Source data
BEGIN

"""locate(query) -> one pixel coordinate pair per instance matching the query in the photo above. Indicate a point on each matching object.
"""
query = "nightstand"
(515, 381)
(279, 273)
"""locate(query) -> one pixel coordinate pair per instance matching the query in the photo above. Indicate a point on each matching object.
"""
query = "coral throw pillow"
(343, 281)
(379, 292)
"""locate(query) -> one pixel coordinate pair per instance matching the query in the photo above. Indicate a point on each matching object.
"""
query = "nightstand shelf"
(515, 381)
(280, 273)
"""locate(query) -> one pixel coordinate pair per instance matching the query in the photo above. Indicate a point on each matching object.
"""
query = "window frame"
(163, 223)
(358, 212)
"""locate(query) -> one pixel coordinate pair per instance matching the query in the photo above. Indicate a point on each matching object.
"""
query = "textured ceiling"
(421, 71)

END

Rewrite all the lines of the items above, requests included, offsetting every pixel coordinate in the answers by adding 25 to each number.

"""locate(query) -> one pixel coordinate pair per instance matching the query in the photo above. Indicate a point on each matching object.
"""
query = "nightstand"
(540, 406)
(304, 298)
"""locate(query) -> one pixel coordinate pair per instance matching the query in the photo above. Indicate a point on each matching object.
"""
query = "coral throw pillow"
(368, 306)
(404, 317)
"""locate(query) -> one pixel coordinate pair per instance matching the query in the photo above. Indicate a point on each matching object.
"""
query = "nightstand shelf"
(540, 406)
(305, 298)
"""locate(query) -> one pixel coordinate pair per instance matching the query in the photo above. Indicate a point on each matching object.
"""
query = "window frame"
(188, 248)
(383, 237)
"""locate(query) -> one pixel coordinate pair per instance matching the query in the photo above. Indicate a point on each matching object.
"""
query = "textured ceiling"
(446, 96)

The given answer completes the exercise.